Poema de Manuel Alegre.
NO TEMPO DA “OUTRA SENHORA”
Os jovens, os homens e as mulheres na casa dos 40 e dos 50 anos devem agradecer aos militares de Abril e aos civis que, com eles e antes deles, lutaram pela liberdade em que cresceram e vivem. Deixo-vos aqui apenas alguns apontamentos, dos muitos que registei na memória.
Antes daquela “madrugada”, que hoje se celebra, os portugueses cresceram e viveram em ditadura, distinguindo apoiantes declarados do novo regime, o Estado Novo, os que não se manifestavam por indiferença, constituindo a maioria, e os oposicionistas, de entre os quais se evidenciaram os que “se metiam na política”, referidos como sendo “os do reviralho”. Destes, conheci alguns que militavam na clandestinidade pelo Partido Comunista, activamente perseguidos, primeiro pela PVDE (Política de Vigilância e Defesa do Estado), entre 1933 e 1945, e, depois, pela sua substituta PIDE (Polícia Internacional e de Defesa do Estado). A estes, os “pides” deitavam-lhes a mão, levavam-nos para Lisboa, onde os interrogavam e brutalizavam, guardando-os depois pelo tempo que entendessem. Para os localizarem e denunciarem havia os informadores, os “bufos”, uns conhecidos, outros, não, pelo que se dizia que as mesas dos Cafés, os bancos do jardim, as pedras da calçada e as paredes de todo o lado tinham olhos e ouvidos. Conheci outros opositores da chamada oposição democrática, consentida por Salazar, com destaque para os do Movimento de Unidade Democrática (MUD). Criado em 1945, foi extinto três anos depois, em virtude do grande apoio popular que registou, agrupando muitos opositores até então isolados, entre os quais muitos intelectuais e profissionais liberais.
········
## Requisitos do exercício
- a) Segundo o extrato, em que ano foi criado o Movimento de Unidade Democrática?
- b) Repita o trecho do extrato que começa em "Poema de Manuel" e termina em "registei na memória.".

[Dados armazenados]
········
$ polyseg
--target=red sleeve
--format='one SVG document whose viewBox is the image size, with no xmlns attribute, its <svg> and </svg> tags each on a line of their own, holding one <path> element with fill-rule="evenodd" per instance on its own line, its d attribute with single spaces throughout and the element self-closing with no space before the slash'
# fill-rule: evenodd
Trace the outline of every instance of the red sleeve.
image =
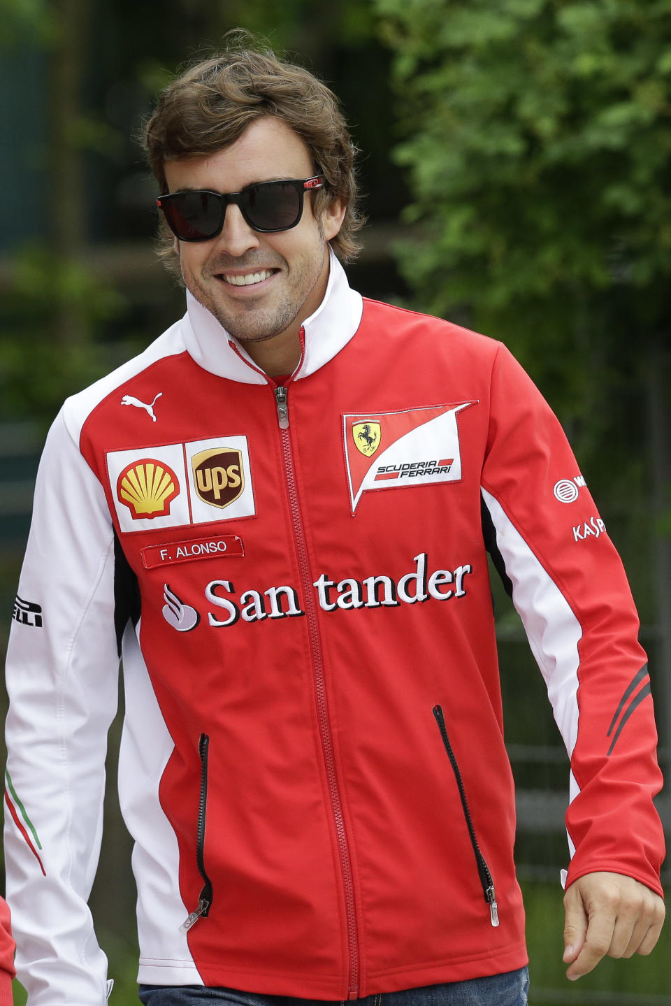
<svg viewBox="0 0 671 1006">
<path fill-rule="evenodd" d="M 629 583 L 556 416 L 504 347 L 482 487 L 570 756 L 568 883 L 610 870 L 661 893 L 662 778 Z"/>
<path fill-rule="evenodd" d="M 14 971 L 14 941 L 12 940 L 9 906 L 0 898 L 0 1006 L 12 1004 Z"/>
</svg>

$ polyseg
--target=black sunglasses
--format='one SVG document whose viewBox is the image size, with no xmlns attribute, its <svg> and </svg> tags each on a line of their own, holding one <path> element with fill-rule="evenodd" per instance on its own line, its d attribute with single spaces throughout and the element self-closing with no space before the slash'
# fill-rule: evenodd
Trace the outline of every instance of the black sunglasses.
<svg viewBox="0 0 671 1006">
<path fill-rule="evenodd" d="M 216 237 L 223 226 L 229 202 L 239 206 L 250 227 L 272 234 L 295 227 L 303 215 L 305 192 L 323 188 L 325 183 L 324 175 L 315 175 L 304 181 L 288 178 L 257 182 L 241 192 L 210 192 L 208 189 L 169 192 L 159 196 L 156 205 L 163 210 L 170 229 L 180 241 L 208 241 Z"/>
</svg>

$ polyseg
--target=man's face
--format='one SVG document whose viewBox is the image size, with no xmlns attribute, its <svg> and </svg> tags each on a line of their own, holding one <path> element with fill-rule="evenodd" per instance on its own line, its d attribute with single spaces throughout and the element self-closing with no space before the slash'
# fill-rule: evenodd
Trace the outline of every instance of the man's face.
<svg viewBox="0 0 671 1006">
<path fill-rule="evenodd" d="M 201 157 L 168 161 L 171 192 L 210 189 L 239 192 L 254 182 L 310 178 L 314 165 L 308 148 L 280 119 L 253 122 L 230 147 Z M 223 228 L 207 241 L 175 240 L 184 283 L 196 300 L 256 358 L 255 344 L 270 339 L 298 344 L 303 321 L 320 305 L 328 282 L 327 241 L 340 229 L 339 202 L 317 220 L 313 195 L 305 194 L 297 226 L 279 233 L 254 230 L 239 207 L 228 204 Z M 244 285 L 239 277 L 261 277 Z"/>
</svg>

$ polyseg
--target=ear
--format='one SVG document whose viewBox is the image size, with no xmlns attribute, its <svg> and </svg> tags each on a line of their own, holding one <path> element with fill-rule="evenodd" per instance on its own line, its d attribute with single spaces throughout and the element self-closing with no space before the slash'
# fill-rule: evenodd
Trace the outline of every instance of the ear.
<svg viewBox="0 0 671 1006">
<path fill-rule="evenodd" d="M 342 199 L 332 199 L 322 213 L 322 227 L 327 241 L 335 237 L 340 230 L 346 209 L 347 206 Z"/>
</svg>

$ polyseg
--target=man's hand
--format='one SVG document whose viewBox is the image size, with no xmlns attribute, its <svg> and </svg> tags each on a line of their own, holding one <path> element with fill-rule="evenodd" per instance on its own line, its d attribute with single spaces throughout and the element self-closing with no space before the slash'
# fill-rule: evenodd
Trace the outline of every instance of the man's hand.
<svg viewBox="0 0 671 1006">
<path fill-rule="evenodd" d="M 564 894 L 563 962 L 574 982 L 603 957 L 649 954 L 664 923 L 662 898 L 621 873 L 586 873 Z"/>
</svg>

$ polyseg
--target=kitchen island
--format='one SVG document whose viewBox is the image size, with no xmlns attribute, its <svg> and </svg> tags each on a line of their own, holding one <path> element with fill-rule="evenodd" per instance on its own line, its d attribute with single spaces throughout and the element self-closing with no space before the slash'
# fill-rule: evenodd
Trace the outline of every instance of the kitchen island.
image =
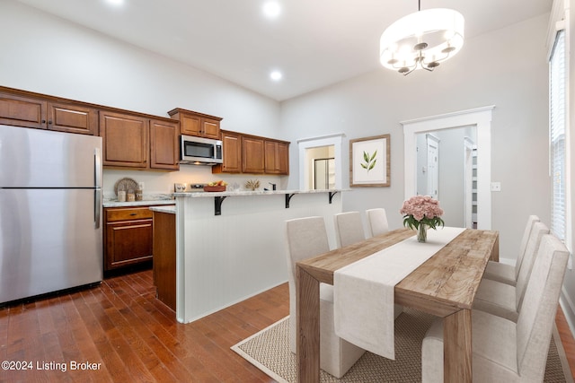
········
## Respostas por tarefa
- a) Em 1945.

- b)
Poema de Manuel Alegre.
NO TEMPO DA “OUTRA SENHORA”
Os jovens, os homens e as mulheres na casa dos 40 e dos 50 anos devem agradecer aos militares de Abril e aos civis que, com eles e antes deles, lutaram pela liberdade em que cresceram e vivem. Deixo-vos aqui apenas alguns apontamentos, dos muitos que registei na memória.